The request. Retype exactly the lines from the line with "point: baseball cap" to the end of the data, keeping both boundary lines.

[Excerpts of pointing data]
= = = =

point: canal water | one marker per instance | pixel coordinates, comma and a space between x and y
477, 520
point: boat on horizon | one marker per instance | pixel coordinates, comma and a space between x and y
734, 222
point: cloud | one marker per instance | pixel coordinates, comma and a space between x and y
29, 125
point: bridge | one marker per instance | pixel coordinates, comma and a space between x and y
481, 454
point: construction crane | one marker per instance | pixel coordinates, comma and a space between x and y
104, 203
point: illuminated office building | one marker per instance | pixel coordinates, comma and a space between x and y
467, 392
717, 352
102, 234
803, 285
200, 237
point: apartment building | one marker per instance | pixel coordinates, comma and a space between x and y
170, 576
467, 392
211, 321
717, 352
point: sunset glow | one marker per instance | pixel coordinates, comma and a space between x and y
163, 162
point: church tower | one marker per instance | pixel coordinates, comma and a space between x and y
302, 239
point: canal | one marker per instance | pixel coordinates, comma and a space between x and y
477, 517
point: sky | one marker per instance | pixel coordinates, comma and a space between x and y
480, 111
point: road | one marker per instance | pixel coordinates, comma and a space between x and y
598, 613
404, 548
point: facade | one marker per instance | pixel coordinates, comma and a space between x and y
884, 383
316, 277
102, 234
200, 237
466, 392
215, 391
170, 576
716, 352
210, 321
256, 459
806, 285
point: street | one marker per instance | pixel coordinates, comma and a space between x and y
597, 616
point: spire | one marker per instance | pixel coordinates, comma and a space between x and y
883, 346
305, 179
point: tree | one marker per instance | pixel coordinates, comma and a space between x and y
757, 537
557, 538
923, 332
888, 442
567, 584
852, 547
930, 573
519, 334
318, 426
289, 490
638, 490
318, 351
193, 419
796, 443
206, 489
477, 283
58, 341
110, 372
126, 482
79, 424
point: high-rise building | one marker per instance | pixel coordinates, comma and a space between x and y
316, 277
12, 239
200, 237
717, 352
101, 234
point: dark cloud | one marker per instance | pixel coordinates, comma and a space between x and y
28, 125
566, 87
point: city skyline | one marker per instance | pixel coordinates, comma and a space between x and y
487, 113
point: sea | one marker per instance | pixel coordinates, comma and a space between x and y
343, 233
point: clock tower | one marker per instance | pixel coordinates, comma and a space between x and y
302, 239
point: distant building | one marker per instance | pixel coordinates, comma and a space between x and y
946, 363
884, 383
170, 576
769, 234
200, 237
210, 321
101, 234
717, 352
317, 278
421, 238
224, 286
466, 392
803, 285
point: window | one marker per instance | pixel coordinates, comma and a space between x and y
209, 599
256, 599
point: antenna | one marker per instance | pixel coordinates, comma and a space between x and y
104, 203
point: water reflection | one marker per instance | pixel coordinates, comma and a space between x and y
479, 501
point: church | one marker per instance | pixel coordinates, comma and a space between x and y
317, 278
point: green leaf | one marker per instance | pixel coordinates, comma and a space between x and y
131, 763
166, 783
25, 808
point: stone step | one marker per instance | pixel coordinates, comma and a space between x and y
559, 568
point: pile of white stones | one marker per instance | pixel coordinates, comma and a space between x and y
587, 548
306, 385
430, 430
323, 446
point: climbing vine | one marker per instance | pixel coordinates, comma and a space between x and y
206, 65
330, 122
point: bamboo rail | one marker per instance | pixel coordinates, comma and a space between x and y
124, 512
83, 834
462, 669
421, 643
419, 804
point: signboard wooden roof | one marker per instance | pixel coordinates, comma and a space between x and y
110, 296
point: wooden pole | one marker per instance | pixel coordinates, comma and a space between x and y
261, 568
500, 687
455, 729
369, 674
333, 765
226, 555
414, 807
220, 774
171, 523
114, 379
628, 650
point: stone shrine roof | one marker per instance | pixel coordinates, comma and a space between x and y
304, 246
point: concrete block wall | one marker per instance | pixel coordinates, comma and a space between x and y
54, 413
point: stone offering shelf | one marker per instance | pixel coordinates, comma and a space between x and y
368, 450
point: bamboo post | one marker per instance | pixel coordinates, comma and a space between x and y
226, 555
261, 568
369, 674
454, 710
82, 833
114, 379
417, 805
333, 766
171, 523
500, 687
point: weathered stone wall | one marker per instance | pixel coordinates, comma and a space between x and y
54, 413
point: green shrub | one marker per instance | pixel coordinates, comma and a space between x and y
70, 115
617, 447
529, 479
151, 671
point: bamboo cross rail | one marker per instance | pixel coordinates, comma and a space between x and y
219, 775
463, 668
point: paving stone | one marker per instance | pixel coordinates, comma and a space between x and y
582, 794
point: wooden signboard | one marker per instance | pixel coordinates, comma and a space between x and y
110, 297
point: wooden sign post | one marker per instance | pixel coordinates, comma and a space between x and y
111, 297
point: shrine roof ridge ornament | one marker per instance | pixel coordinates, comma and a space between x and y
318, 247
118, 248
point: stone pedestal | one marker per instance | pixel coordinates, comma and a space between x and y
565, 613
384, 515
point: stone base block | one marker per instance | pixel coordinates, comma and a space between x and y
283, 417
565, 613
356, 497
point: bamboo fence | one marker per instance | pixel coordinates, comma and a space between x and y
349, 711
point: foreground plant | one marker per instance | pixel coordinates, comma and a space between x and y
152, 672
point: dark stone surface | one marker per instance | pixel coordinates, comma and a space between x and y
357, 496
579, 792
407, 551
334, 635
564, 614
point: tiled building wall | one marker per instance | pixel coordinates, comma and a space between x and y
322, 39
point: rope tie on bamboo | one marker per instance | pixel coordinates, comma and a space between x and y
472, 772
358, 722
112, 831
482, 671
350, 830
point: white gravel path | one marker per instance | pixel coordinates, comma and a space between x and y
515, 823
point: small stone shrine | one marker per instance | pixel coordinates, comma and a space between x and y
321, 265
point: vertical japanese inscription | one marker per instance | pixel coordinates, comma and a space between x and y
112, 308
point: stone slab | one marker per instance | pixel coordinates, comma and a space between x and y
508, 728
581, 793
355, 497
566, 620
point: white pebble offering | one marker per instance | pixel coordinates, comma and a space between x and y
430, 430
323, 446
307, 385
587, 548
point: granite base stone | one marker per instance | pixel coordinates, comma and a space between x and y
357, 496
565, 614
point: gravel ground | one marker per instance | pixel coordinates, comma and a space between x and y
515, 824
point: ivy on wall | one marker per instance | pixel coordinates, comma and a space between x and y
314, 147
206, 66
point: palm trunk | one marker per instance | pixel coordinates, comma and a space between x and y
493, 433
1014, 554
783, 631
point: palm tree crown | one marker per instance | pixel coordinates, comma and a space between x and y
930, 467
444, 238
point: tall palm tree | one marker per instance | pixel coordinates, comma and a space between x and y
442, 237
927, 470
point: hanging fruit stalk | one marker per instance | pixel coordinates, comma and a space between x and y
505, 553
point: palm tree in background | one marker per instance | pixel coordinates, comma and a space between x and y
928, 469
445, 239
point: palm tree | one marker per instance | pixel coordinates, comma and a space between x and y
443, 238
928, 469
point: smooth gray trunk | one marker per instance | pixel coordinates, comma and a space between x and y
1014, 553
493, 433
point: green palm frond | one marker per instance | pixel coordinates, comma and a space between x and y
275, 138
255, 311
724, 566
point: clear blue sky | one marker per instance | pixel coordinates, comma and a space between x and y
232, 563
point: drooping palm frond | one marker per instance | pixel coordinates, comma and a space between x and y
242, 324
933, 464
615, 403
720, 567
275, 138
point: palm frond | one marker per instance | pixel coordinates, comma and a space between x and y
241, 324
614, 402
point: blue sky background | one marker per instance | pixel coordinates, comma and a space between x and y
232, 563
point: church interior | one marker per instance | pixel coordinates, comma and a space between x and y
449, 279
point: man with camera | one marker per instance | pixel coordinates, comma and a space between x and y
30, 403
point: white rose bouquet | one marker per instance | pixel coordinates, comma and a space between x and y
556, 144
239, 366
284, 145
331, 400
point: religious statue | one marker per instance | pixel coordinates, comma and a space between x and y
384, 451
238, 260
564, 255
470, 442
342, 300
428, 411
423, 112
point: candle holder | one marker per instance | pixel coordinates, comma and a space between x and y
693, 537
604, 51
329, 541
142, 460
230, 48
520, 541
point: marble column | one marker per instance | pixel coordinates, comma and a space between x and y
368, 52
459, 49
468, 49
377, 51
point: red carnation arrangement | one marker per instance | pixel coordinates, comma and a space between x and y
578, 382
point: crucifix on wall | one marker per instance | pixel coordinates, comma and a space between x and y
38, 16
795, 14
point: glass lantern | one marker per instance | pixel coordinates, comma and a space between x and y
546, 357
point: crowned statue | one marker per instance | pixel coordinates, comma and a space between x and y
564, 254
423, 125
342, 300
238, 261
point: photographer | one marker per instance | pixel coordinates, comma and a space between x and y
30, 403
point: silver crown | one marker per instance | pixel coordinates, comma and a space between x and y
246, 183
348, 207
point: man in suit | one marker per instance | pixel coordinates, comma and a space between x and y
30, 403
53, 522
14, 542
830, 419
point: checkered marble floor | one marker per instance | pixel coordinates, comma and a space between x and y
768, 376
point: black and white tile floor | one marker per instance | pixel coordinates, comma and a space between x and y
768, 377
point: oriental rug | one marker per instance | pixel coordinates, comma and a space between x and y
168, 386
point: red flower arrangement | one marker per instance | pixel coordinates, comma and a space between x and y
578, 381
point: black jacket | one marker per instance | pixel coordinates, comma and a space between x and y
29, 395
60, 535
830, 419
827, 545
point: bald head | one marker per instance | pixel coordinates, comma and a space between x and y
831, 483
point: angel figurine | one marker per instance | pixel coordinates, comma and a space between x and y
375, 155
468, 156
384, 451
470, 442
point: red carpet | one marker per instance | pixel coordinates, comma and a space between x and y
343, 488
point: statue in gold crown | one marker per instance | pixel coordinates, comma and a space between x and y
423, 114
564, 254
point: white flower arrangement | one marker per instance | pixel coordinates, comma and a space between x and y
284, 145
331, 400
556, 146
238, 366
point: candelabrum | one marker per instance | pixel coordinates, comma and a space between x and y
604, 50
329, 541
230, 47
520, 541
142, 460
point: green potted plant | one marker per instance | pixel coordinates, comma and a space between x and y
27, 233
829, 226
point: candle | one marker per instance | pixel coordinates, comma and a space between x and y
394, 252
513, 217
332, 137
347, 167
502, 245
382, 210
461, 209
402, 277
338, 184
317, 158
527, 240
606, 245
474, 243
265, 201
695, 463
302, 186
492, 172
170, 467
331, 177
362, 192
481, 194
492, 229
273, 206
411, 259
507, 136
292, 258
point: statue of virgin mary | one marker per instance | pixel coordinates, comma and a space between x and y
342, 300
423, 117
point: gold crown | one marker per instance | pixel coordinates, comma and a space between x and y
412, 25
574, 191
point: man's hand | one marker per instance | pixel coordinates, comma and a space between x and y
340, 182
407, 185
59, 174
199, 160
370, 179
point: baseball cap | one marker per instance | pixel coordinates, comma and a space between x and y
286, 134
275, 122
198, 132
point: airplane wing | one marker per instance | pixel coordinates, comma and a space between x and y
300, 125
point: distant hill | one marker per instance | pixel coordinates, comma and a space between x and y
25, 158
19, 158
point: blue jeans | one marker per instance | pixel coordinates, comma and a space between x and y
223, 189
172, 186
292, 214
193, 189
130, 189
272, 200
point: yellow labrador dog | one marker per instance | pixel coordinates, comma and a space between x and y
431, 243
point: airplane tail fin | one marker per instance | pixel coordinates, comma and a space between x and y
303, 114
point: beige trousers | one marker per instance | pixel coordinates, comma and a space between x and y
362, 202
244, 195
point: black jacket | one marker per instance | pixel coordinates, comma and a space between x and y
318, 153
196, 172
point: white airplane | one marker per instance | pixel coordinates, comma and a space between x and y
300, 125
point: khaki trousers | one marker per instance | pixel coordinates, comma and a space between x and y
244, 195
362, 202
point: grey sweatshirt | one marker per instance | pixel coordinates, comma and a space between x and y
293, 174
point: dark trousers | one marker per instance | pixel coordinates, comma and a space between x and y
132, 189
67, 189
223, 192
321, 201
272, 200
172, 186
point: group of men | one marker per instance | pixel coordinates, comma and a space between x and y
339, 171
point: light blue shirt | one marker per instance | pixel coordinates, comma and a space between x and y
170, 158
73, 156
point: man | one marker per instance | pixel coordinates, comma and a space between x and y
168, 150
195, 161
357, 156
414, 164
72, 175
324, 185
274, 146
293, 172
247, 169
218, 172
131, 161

= = = =

Correct output.
point: baseball cap | one marker per instance | pixel coordinates, comma and a space between x and y
286, 134
275, 122
198, 132
point: airplane wing | one marker per instance | pixel coordinates, comma and a space between x and y
300, 125
point: distant hill | one marker per instance | pixel coordinates, comma and a space between x and y
25, 158
19, 158
point: blue jeans | one marker per instance | pixel coordinates, comma and a space between x and y
223, 189
172, 186
292, 214
193, 189
130, 189
272, 200
point: yellow labrador dog | one marker per instance | pixel coordinates, comma and a space between x and y
431, 243
point: airplane tail fin | one marker per instance | pixel coordinates, comma and a space between x and y
303, 114
point: beige trousers | one marker per instance | pixel coordinates, comma and a space between x and y
362, 202
244, 195
point: black jacket | one marker per instance | pixel coordinates, comma and a space between x and y
318, 153
196, 172
point: white airplane | one marker per instance | pixel coordinates, comma and a space between x and y
300, 125
point: khaki trousers | one marker per instance | pixel coordinates, comma and a space between x and y
244, 195
362, 202
point: grey sweatshirt | one marker per instance | pixel coordinates, comma and a space between x and y
293, 174
point: dark trousers | one marker per instance | pixel coordinates, comma and a space between x and y
132, 189
67, 189
223, 192
321, 201
272, 200
172, 186
point: group of men | one marker per instance | pixel coordinates, comma and a space between x and y
339, 171
point: light blue shirt | one marker per instance | pixel coordinates, comma and a space between x and y
170, 158
73, 156
point: man | one marker per instance | pixel coordinates, comma and a space between x and y
168, 150
195, 161
357, 156
414, 164
72, 175
324, 185
274, 146
293, 172
247, 169
218, 172
131, 161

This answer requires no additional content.